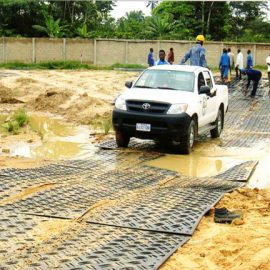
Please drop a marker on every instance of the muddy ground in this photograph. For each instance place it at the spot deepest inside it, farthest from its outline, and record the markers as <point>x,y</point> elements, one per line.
<point>79,98</point>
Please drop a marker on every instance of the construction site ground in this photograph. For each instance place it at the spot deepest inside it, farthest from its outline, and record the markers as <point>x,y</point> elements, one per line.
<point>69,199</point>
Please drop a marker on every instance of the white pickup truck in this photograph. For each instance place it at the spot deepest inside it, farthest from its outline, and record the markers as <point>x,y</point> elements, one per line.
<point>171,103</point>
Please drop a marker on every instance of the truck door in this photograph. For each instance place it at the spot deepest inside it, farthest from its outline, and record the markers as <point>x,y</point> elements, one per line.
<point>202,101</point>
<point>211,111</point>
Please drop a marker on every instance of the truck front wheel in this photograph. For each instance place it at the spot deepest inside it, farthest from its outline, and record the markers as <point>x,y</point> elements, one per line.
<point>187,142</point>
<point>122,140</point>
<point>215,133</point>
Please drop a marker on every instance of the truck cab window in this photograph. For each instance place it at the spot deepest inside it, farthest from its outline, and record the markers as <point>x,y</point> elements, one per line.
<point>201,81</point>
<point>208,79</point>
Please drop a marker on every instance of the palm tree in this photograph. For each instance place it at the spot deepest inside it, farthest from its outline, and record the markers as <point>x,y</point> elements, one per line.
<point>152,4</point>
<point>158,28</point>
<point>52,28</point>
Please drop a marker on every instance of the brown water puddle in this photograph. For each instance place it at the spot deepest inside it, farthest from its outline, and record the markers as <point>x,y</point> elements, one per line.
<point>208,159</point>
<point>56,140</point>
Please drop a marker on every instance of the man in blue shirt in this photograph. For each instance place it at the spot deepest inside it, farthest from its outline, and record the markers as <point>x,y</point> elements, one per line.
<point>254,76</point>
<point>249,60</point>
<point>161,60</point>
<point>196,54</point>
<point>150,58</point>
<point>224,65</point>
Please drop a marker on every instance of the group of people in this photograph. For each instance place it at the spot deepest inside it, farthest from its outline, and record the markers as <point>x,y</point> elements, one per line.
<point>227,63</point>
<point>161,61</point>
<point>196,55</point>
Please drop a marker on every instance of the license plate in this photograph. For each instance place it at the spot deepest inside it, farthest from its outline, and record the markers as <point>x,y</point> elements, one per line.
<point>143,127</point>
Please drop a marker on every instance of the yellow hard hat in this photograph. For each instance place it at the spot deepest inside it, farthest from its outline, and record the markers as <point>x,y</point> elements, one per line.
<point>200,38</point>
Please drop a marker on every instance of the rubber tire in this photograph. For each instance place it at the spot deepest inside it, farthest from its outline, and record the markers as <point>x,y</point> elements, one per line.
<point>215,133</point>
<point>122,140</point>
<point>187,142</point>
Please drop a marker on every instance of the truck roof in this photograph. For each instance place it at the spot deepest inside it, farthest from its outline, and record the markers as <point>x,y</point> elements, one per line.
<point>187,68</point>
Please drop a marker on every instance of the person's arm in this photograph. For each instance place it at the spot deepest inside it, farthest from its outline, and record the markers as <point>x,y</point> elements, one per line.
<point>186,57</point>
<point>202,58</point>
<point>220,62</point>
<point>248,84</point>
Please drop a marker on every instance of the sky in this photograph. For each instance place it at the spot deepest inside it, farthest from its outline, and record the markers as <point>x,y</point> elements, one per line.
<point>124,6</point>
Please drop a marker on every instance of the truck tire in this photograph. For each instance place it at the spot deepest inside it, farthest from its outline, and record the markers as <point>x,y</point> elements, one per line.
<point>215,133</point>
<point>122,140</point>
<point>187,142</point>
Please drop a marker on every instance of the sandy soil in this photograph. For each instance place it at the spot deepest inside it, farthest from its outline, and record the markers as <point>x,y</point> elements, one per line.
<point>81,96</point>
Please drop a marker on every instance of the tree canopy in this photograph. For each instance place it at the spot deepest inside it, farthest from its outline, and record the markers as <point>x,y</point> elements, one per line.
<point>218,20</point>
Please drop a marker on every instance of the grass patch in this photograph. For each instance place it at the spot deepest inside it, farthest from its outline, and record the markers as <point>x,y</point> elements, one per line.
<point>135,66</point>
<point>16,121</point>
<point>64,65</point>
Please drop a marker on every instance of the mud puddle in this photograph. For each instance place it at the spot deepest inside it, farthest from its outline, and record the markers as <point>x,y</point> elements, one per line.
<point>208,159</point>
<point>52,139</point>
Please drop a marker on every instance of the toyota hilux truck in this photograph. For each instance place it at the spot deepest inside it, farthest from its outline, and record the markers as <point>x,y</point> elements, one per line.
<point>170,104</point>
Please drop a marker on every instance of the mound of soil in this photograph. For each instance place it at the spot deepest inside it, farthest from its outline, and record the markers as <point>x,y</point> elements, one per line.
<point>50,102</point>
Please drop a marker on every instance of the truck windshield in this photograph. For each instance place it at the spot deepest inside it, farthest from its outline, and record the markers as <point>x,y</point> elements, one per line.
<point>166,79</point>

********************

**Work task:**
Transcribe the data verbatim. No picture belongs in the result.

**Worked solution:**
Please drop a marker on every instance of the muddy ground in this photograph. For each instance place it at the spot deepest inside it, farthest from its outline, and record the markers as <point>x,y</point> elements, one per line.
<point>79,98</point>
Please drop a marker on every instance of the construction site ground in this photograph. For each instance place it at the spot deepest inside it, farthest from its outline, and record the markers as <point>x,y</point> elements, one per line.
<point>69,199</point>
Please drop a marker on every instance of the white pickup truck in this photograph. For each instance place it at the spot deepest inside it, farthest from its outline, and record the markers as <point>x,y</point> elements, one per line.
<point>171,103</point>
Please drop a marker on every instance of the truck door in this photograph. For each instance place it at the spot deepest inside it, farthest from its outline, and record the markers as <point>x,y</point> elements, one per line.
<point>202,101</point>
<point>211,111</point>
Please drop a marker on every instance of the truck front wheel in this photograph. For each instance place it at the spot deepest inside it, farthest from its outline, and record the markers as <point>x,y</point> elements, one per line.
<point>187,142</point>
<point>122,140</point>
<point>215,133</point>
Please drop a marker on every instance of the truck cab window in this photograph. For each instance place it at the spot deepest inside it, farthest from its outline, and record the markers as <point>x,y</point> elements, one per line.
<point>201,81</point>
<point>208,79</point>
Please drop a marker on every instance of the palm tree in this photograph. For each instance place it at the spot deepest inside it, farthest from its outline, and record the markers as <point>x,y</point> elements, one per line.
<point>152,4</point>
<point>158,28</point>
<point>52,28</point>
Please drop a marker on every instance of the brown water puddle in this photograph. For each instance place it at the spot deepest inside it, farthest from its outline, and record the markers as <point>x,y</point> elements, one per line.
<point>208,159</point>
<point>56,140</point>
Please drop a marker on every instance of the man in blue shirt in this photograph. For each instance place it at the spot deepest inside it, farthest from its outline, and record the markers as <point>x,y</point> elements, one per line.
<point>254,76</point>
<point>249,60</point>
<point>161,60</point>
<point>196,54</point>
<point>150,58</point>
<point>224,65</point>
Please drop a marker on every instance of the group of people in this photograph. For each instance place it at the spot deepest inside it, farthest from its outline, and record the markers as <point>x,y</point> elements, one per line.
<point>227,63</point>
<point>161,61</point>
<point>196,55</point>
Please drop a marker on every instance of the license plate in this photograph. For each instance place it at the spot deepest inside it, farthest from its outline, and record the markers as <point>x,y</point> elements, one per line.
<point>143,127</point>
Please drop a marker on every instance of the yellow hard hat in this photograph. For each instance place it at the spot deepest inside it, farthest from its outline, and record the markers as <point>x,y</point> elements, one per line.
<point>200,38</point>
Please drop a marker on every instance of the rubber tire in this photograph. For each instance place it at the spot deepest inside it, farthest from its outline, and record the markers as <point>x,y</point> elements, one per line.
<point>215,133</point>
<point>122,140</point>
<point>187,142</point>
Please drop a marker on every instance of the truck roof in this photograph. For each instance place it at the spot deepest inside it, farthest from its outline, and record the markers as <point>x,y</point> elements, one per line.
<point>187,68</point>
Please drop a marker on every instance of the person's arm in this photograph. For each instance place it at the spot deepest inside it, farthest from its outline, and record the markers as <point>x,y</point> elements, one per line.
<point>186,57</point>
<point>202,58</point>
<point>220,62</point>
<point>248,84</point>
Please drop a marker on every instance of the sky in this photograph. For each instance place it at the spot deepest inside it, farthest from its outline, and record the markers as <point>x,y</point> elements, one per line.
<point>124,6</point>
Please drop a marker on every instance of the truck tire in this photograph. For each instance place it at the spot deepest inside it, farthest from its outline, and record the markers as <point>x,y</point> elements, one per line.
<point>215,133</point>
<point>122,140</point>
<point>187,142</point>
Please drop a marker on every instance of the sandy soil in this photograph. For each instance place it at the spot deepest inside it, farthest from its outline, and record the markers as <point>x,y</point> elements, one per line.
<point>81,96</point>
Please drop a marker on every instance of the tree canopy in this photograph. For each instance place it at the spot deepest inside it, farthest from its outline, and record the markers as <point>x,y</point> elements, one per line.
<point>218,20</point>
Please drop a marker on every instance of the grass patch in this photograph. For each instance place it at the spot deepest inside it, farthest from its outline, and record the markers as <point>x,y</point> elements, one per line.
<point>135,66</point>
<point>16,121</point>
<point>64,65</point>
Please drop a marker on every instance of the mud puddle in this photograph. For each instance place it at the spot deepest inside it, farthest from its outline, and record the markers as <point>x,y</point> elements, one per line.
<point>208,159</point>
<point>52,139</point>
Please drop a marker on every instance of the toyota hilux truck in this photograph. For each instance place it at the spot deepest inside it, farthest from its outline, and record the markers as <point>x,y</point> elements, one per line.
<point>170,104</point>
Please drop a marker on every instance of the mound of soil in this photograph. For each instance place it at the spot deepest inside it, farthest from its outline, and record the markers as <point>x,y</point> elements, one per line.
<point>50,102</point>
Please drop a marker on every instance of the truck windshield in this photograph. For each instance place it at the spot deepest inside it, farthest from its outline, and record the markers as <point>x,y</point> elements, one per line.
<point>166,79</point>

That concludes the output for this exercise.